* Task inputs
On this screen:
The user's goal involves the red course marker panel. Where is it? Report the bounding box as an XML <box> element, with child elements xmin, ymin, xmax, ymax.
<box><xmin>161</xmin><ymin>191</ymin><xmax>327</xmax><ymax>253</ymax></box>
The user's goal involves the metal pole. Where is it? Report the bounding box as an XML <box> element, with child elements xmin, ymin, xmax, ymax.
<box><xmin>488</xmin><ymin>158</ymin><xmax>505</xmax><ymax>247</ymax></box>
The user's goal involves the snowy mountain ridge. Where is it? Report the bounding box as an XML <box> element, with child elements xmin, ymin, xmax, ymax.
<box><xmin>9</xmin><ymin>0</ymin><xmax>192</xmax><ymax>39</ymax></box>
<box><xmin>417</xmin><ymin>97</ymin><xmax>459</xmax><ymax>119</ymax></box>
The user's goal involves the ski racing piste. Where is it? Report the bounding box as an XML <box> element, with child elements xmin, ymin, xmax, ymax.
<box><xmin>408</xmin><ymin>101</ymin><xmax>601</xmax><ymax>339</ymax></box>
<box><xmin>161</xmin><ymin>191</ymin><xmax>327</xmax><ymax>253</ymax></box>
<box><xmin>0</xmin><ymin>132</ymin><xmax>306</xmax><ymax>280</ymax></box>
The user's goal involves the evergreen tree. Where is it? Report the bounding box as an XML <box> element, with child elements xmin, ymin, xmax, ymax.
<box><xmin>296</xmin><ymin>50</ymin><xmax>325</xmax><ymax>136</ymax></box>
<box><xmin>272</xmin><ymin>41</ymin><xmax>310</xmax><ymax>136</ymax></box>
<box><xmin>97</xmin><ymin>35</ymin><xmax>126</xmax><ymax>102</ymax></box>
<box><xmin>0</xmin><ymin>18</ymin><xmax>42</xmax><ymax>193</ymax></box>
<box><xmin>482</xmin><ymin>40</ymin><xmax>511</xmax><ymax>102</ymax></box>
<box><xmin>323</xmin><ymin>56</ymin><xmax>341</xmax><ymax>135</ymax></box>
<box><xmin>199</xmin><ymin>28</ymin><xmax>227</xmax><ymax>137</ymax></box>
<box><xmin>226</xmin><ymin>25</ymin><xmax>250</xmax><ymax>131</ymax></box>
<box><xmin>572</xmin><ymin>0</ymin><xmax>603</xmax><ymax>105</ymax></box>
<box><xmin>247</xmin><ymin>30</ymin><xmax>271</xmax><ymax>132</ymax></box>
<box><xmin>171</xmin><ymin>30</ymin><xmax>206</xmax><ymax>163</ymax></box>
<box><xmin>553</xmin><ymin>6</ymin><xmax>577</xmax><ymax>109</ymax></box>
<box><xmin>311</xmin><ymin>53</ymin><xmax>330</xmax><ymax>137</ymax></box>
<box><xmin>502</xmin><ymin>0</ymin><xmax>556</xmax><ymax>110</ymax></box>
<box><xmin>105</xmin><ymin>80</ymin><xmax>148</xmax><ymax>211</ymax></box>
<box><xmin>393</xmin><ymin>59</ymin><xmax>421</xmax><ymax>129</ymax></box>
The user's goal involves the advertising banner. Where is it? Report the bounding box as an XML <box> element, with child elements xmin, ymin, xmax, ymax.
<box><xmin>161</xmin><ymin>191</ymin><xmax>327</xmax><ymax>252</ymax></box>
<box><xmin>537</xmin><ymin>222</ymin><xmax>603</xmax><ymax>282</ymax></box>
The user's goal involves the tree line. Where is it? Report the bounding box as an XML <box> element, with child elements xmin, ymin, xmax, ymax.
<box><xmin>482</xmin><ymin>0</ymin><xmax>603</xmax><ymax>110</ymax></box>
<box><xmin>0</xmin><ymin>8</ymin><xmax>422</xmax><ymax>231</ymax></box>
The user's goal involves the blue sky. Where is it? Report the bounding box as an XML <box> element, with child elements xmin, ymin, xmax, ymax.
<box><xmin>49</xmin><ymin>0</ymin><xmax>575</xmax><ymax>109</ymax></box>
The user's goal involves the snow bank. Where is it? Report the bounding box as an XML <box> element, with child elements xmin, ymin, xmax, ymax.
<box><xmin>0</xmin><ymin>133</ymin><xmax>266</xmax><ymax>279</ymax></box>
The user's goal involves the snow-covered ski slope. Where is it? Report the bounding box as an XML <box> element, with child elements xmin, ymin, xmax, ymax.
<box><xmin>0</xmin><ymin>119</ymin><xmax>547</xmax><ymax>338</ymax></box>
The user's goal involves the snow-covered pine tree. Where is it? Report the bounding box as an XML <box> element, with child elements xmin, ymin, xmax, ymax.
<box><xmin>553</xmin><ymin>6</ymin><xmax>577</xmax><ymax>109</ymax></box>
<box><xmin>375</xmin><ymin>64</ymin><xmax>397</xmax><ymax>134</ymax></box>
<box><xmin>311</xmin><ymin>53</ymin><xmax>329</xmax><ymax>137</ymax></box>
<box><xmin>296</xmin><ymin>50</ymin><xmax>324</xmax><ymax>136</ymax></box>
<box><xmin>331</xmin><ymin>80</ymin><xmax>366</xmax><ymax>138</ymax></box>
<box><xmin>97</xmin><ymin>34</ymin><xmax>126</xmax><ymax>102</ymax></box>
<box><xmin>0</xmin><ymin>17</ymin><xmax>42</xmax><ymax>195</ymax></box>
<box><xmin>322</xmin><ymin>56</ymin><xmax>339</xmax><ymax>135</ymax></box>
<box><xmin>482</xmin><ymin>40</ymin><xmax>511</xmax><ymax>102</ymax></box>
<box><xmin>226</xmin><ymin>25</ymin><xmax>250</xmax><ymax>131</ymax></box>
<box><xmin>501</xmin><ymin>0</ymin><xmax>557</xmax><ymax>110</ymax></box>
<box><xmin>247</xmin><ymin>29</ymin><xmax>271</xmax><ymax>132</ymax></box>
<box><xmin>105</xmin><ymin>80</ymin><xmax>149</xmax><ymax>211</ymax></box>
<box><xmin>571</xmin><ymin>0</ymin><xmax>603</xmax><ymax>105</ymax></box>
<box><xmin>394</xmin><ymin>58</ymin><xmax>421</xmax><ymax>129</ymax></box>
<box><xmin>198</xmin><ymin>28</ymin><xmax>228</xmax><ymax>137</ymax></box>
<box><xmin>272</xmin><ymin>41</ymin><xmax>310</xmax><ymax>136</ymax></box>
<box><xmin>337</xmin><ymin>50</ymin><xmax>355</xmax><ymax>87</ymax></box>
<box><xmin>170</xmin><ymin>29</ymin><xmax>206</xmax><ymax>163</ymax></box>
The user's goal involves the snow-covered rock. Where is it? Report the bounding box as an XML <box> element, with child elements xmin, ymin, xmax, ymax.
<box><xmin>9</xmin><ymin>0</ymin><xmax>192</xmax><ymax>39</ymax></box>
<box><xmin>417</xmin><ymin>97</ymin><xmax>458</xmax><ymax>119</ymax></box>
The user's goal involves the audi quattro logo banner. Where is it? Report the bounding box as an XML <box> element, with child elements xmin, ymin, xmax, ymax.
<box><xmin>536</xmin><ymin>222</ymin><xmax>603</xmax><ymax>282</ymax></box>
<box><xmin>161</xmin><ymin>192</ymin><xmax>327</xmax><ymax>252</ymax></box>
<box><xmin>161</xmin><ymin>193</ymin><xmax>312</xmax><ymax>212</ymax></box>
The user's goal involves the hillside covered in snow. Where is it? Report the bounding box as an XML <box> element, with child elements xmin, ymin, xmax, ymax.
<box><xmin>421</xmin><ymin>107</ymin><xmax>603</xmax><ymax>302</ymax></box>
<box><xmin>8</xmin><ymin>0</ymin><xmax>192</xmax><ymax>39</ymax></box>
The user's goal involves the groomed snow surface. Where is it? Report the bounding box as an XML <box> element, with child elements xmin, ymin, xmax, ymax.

* Directions
Copy all of the records above word for word.

* Response to this exercise
On this screen:
The user's goal involves the red course marker panel. Where is it? Report the bounding box as an XML <box> element, with child elements xmin, ymin, xmax, ymax.
<box><xmin>161</xmin><ymin>191</ymin><xmax>327</xmax><ymax>253</ymax></box>
The user's goal involves the metal pole. Where is it? Report the bounding box as an XML <box> element, with child elements xmin, ymin, xmax, ymax.
<box><xmin>488</xmin><ymin>158</ymin><xmax>505</xmax><ymax>247</ymax></box>
The user's goal involves the snowy mountain ridge. Where is it? Report the bounding box as an XML <box> element, with child elements xmin, ymin, xmax, ymax.
<box><xmin>9</xmin><ymin>0</ymin><xmax>192</xmax><ymax>39</ymax></box>
<box><xmin>417</xmin><ymin>97</ymin><xmax>459</xmax><ymax>119</ymax></box>
The user's goal involves the ski racing piste. Where is it? Report the bounding box as an XML <box> element, with child elements xmin, ymin, xmax, ymax.
<box><xmin>408</xmin><ymin>101</ymin><xmax>601</xmax><ymax>339</ymax></box>
<box><xmin>161</xmin><ymin>191</ymin><xmax>327</xmax><ymax>253</ymax></box>
<box><xmin>0</xmin><ymin>132</ymin><xmax>306</xmax><ymax>280</ymax></box>
The user's goal involves the evergreen tree. Where is it? Report the bounding box as an XML <box> element, with child elements xmin, ymin, xmax, ymax.
<box><xmin>296</xmin><ymin>50</ymin><xmax>325</xmax><ymax>136</ymax></box>
<box><xmin>272</xmin><ymin>41</ymin><xmax>310</xmax><ymax>136</ymax></box>
<box><xmin>97</xmin><ymin>35</ymin><xmax>126</xmax><ymax>102</ymax></box>
<box><xmin>0</xmin><ymin>18</ymin><xmax>42</xmax><ymax>193</ymax></box>
<box><xmin>482</xmin><ymin>40</ymin><xmax>511</xmax><ymax>102</ymax></box>
<box><xmin>323</xmin><ymin>56</ymin><xmax>341</xmax><ymax>135</ymax></box>
<box><xmin>199</xmin><ymin>28</ymin><xmax>227</xmax><ymax>137</ymax></box>
<box><xmin>226</xmin><ymin>25</ymin><xmax>250</xmax><ymax>131</ymax></box>
<box><xmin>572</xmin><ymin>0</ymin><xmax>603</xmax><ymax>105</ymax></box>
<box><xmin>247</xmin><ymin>30</ymin><xmax>271</xmax><ymax>132</ymax></box>
<box><xmin>171</xmin><ymin>30</ymin><xmax>206</xmax><ymax>163</ymax></box>
<box><xmin>553</xmin><ymin>6</ymin><xmax>577</xmax><ymax>109</ymax></box>
<box><xmin>311</xmin><ymin>53</ymin><xmax>330</xmax><ymax>137</ymax></box>
<box><xmin>502</xmin><ymin>0</ymin><xmax>556</xmax><ymax>110</ymax></box>
<box><xmin>105</xmin><ymin>80</ymin><xmax>148</xmax><ymax>211</ymax></box>
<box><xmin>393</xmin><ymin>59</ymin><xmax>421</xmax><ymax>129</ymax></box>
The user's goal involves the advertising banner. Where is it? Report the bounding box as an XML <box> element, with child elements xmin, ymin, xmax, ymax.
<box><xmin>161</xmin><ymin>191</ymin><xmax>327</xmax><ymax>252</ymax></box>
<box><xmin>537</xmin><ymin>222</ymin><xmax>603</xmax><ymax>282</ymax></box>
The user's goal involves the tree line. Where is it? Report the bounding box as an XML <box> element, with child elements xmin, ymin, xmax, ymax.
<box><xmin>482</xmin><ymin>0</ymin><xmax>603</xmax><ymax>110</ymax></box>
<box><xmin>0</xmin><ymin>8</ymin><xmax>422</xmax><ymax>231</ymax></box>
The user's goal involves the blue sky. Where is it? Report the bounding box as an XML <box> element, with child elements xmin, ymin, xmax, ymax.
<box><xmin>49</xmin><ymin>0</ymin><xmax>575</xmax><ymax>109</ymax></box>
The user's goal involves the snow bank. Where is it? Report the bounding box as an XML <box> element, with child elements xmin, ymin, xmax, ymax.
<box><xmin>0</xmin><ymin>133</ymin><xmax>266</xmax><ymax>279</ymax></box>
The user's goal involves the snow-covered ski slope. Where is it? Report the bounding box as an XML <box> element, with child elements xmin, ymin, xmax, ymax.
<box><xmin>0</xmin><ymin>119</ymin><xmax>547</xmax><ymax>338</ymax></box>
The user's goal involves the snow-covered pine tree. Where is it? Report the bounding box as an XML <box> element, with child elements xmin, ymin, xmax, ymax.
<box><xmin>553</xmin><ymin>6</ymin><xmax>577</xmax><ymax>109</ymax></box>
<box><xmin>375</xmin><ymin>64</ymin><xmax>397</xmax><ymax>134</ymax></box>
<box><xmin>311</xmin><ymin>53</ymin><xmax>329</xmax><ymax>137</ymax></box>
<box><xmin>296</xmin><ymin>50</ymin><xmax>324</xmax><ymax>136</ymax></box>
<box><xmin>331</xmin><ymin>80</ymin><xmax>366</xmax><ymax>138</ymax></box>
<box><xmin>97</xmin><ymin>34</ymin><xmax>126</xmax><ymax>102</ymax></box>
<box><xmin>0</xmin><ymin>17</ymin><xmax>42</xmax><ymax>195</ymax></box>
<box><xmin>322</xmin><ymin>56</ymin><xmax>339</xmax><ymax>135</ymax></box>
<box><xmin>482</xmin><ymin>40</ymin><xmax>511</xmax><ymax>102</ymax></box>
<box><xmin>226</xmin><ymin>25</ymin><xmax>250</xmax><ymax>131</ymax></box>
<box><xmin>501</xmin><ymin>0</ymin><xmax>557</xmax><ymax>110</ymax></box>
<box><xmin>247</xmin><ymin>29</ymin><xmax>271</xmax><ymax>132</ymax></box>
<box><xmin>105</xmin><ymin>80</ymin><xmax>149</xmax><ymax>211</ymax></box>
<box><xmin>571</xmin><ymin>0</ymin><xmax>603</xmax><ymax>105</ymax></box>
<box><xmin>394</xmin><ymin>58</ymin><xmax>421</xmax><ymax>129</ymax></box>
<box><xmin>198</xmin><ymin>28</ymin><xmax>228</xmax><ymax>137</ymax></box>
<box><xmin>272</xmin><ymin>41</ymin><xmax>310</xmax><ymax>136</ymax></box>
<box><xmin>337</xmin><ymin>50</ymin><xmax>355</xmax><ymax>87</ymax></box>
<box><xmin>170</xmin><ymin>29</ymin><xmax>206</xmax><ymax>163</ymax></box>
The user's goal involves the snow-covered rock. Where is it? Report the bounding box as an XML <box> element, with child elements xmin, ymin, xmax, ymax.
<box><xmin>9</xmin><ymin>0</ymin><xmax>192</xmax><ymax>39</ymax></box>
<box><xmin>417</xmin><ymin>97</ymin><xmax>458</xmax><ymax>119</ymax></box>
The user's goal involves the audi quattro logo banner. Where is it? Report the bounding box as an XML <box> element, with child elements xmin, ymin, xmax, ymax.
<box><xmin>536</xmin><ymin>222</ymin><xmax>603</xmax><ymax>282</ymax></box>
<box><xmin>161</xmin><ymin>192</ymin><xmax>327</xmax><ymax>252</ymax></box>
<box><xmin>161</xmin><ymin>193</ymin><xmax>312</xmax><ymax>212</ymax></box>
The user's goal involves the hillside covered in snow. Where is it? Report the bounding box as an XML <box> element, with child elements xmin, ymin, xmax, ymax.
<box><xmin>421</xmin><ymin>107</ymin><xmax>603</xmax><ymax>302</ymax></box>
<box><xmin>8</xmin><ymin>0</ymin><xmax>192</xmax><ymax>39</ymax></box>
The user's goal involves the groomed snow surface. Where is it? Report the bounding box as an XML <box> element, with child elements xmin, ymin, xmax, ymax.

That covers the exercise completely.